[[ EXERCISE INPUTS open ]]

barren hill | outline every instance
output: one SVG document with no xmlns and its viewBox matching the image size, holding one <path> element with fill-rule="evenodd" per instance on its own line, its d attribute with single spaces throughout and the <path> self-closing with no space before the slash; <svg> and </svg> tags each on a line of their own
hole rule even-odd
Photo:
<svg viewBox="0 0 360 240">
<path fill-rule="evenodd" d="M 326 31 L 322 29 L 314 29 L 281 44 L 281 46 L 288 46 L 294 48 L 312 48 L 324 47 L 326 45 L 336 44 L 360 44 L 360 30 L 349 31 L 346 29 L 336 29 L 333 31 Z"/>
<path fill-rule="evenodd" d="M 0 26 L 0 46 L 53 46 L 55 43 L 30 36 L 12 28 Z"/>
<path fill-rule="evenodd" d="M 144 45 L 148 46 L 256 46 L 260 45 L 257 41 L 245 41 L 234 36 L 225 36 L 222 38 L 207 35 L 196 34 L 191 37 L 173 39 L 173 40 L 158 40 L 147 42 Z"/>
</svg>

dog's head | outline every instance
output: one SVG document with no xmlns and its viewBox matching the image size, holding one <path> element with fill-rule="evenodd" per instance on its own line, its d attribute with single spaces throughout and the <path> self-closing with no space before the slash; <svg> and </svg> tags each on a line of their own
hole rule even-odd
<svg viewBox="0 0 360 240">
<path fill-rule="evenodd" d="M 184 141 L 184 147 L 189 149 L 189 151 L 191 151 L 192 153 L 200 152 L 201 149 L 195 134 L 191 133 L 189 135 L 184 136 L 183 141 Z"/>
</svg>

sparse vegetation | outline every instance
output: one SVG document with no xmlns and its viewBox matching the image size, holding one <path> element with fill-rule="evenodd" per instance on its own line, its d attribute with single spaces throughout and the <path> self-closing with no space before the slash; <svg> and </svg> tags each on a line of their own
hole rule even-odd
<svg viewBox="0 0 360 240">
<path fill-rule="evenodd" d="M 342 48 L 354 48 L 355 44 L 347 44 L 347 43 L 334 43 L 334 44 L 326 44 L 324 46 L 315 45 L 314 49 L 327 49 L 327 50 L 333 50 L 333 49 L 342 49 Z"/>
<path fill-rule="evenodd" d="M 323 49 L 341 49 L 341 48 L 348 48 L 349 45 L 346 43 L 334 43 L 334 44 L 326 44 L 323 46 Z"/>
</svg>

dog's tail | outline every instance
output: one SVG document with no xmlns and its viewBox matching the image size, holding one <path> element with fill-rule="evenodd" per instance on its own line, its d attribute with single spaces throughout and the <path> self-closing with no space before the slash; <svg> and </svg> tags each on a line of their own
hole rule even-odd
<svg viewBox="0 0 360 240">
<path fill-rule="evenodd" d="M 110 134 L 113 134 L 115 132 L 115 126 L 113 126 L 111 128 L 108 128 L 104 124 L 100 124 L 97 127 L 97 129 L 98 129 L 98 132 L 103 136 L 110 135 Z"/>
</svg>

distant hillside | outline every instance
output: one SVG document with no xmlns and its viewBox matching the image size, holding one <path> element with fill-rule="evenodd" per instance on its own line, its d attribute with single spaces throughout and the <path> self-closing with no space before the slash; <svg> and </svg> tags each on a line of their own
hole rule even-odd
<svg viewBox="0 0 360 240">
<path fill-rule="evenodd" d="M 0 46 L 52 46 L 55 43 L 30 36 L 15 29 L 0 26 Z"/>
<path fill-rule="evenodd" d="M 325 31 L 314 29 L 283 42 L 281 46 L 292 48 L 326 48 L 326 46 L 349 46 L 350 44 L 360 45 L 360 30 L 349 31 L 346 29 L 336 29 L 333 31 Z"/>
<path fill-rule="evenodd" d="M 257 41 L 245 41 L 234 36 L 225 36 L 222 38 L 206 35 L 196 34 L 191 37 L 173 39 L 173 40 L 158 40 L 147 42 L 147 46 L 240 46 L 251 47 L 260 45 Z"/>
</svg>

[[ EXERCISE INPUTS closed ]]

WORK ITEM: Would you transcribe the records above exactly, leaving nothing out?

SOLUTION TO THE PROBLEM:
barren hill | outline every instance
output: one SVG document with no xmlns and its viewBox matching the image size, holding one <path> element with fill-rule="evenodd" per instance on its own line, its d attribute with single spaces throughout and the <path> self-closing with no space before the slash; <svg> and </svg> tags each on a line of their own
hole rule even-odd
Photo:
<svg viewBox="0 0 360 240">
<path fill-rule="evenodd" d="M 326 31 L 322 29 L 314 29 L 281 44 L 281 46 L 288 46 L 294 48 L 312 48 L 324 47 L 326 45 L 336 44 L 360 44 L 360 30 L 349 31 L 346 29 L 336 29 L 333 31 Z"/>
<path fill-rule="evenodd" d="M 0 26 L 0 46 L 53 46 L 55 43 L 30 36 L 12 28 Z"/>
<path fill-rule="evenodd" d="M 144 45 L 148 46 L 256 46 L 260 45 L 257 41 L 245 41 L 234 36 L 225 36 L 222 38 L 207 35 L 196 34 L 191 37 L 173 39 L 173 40 L 158 40 L 147 42 Z"/>
</svg>

dog's head | outline every instance
output: one SVG document with no xmlns and its viewBox matching the image size, holding one <path> element with fill-rule="evenodd" per instance on its own line, its d attribute with single spaces throughout and the <path> self-closing with no space before the slash; <svg> and </svg> tags each on a line of their own
hole rule even-odd
<svg viewBox="0 0 360 240">
<path fill-rule="evenodd" d="M 184 141 L 184 147 L 189 149 L 189 151 L 191 151 L 192 153 L 200 152 L 201 149 L 195 134 L 191 133 L 189 135 L 184 136 L 183 141 Z"/>
</svg>

sparse vegetation | outline every instance
output: one SVG document with no xmlns and its viewBox matching the image size, holding one <path> element with fill-rule="evenodd" per instance on its own line, its d attribute with single spaces throughout and the <path> self-closing with no space before the slash; <svg> and </svg> tags each on a line of their own
hole rule even-odd
<svg viewBox="0 0 360 240">
<path fill-rule="evenodd" d="M 342 48 L 354 48 L 355 44 L 347 44 L 347 43 L 334 43 L 334 44 L 326 44 L 324 46 L 315 45 L 314 49 L 327 49 L 327 50 L 333 50 L 333 49 L 342 49 Z"/>
<path fill-rule="evenodd" d="M 323 49 L 341 49 L 341 48 L 348 48 L 349 45 L 346 43 L 334 43 L 334 44 L 326 44 L 323 46 Z"/>
</svg>

dog's tail | outline every instance
output: one SVG document with no xmlns and its viewBox matching the image size, holding one <path> element with fill-rule="evenodd" per instance on its own line, its d attribute with single spaces throughout and the <path> self-closing with no space before the slash; <svg> and </svg> tags each on a line of their own
hole rule even-odd
<svg viewBox="0 0 360 240">
<path fill-rule="evenodd" d="M 110 134 L 113 134 L 115 132 L 115 126 L 113 126 L 111 128 L 108 128 L 104 124 L 100 124 L 97 127 L 97 129 L 98 129 L 98 132 L 103 136 L 110 135 Z"/>
</svg>

distant hillside | outline every instance
output: one SVG document with no xmlns and its viewBox matching the image size, holding one <path> element with fill-rule="evenodd" per instance on its own line, its d attribute with single spaces throughout and the <path> self-closing with no space before the slash; <svg> and </svg> tags each on a line of their own
hole rule even-odd
<svg viewBox="0 0 360 240">
<path fill-rule="evenodd" d="M 0 46 L 52 46 L 55 43 L 30 36 L 15 29 L 0 26 Z"/>
<path fill-rule="evenodd" d="M 325 31 L 314 29 L 283 42 L 281 46 L 292 48 L 326 48 L 326 46 L 349 46 L 350 44 L 360 45 L 360 30 L 349 31 L 346 29 L 336 29 L 333 31 Z"/>
<path fill-rule="evenodd" d="M 257 41 L 245 41 L 234 36 L 225 36 L 222 38 L 206 35 L 196 34 L 191 37 L 173 39 L 173 40 L 158 40 L 147 42 L 147 46 L 240 46 L 251 47 L 260 45 Z"/>
</svg>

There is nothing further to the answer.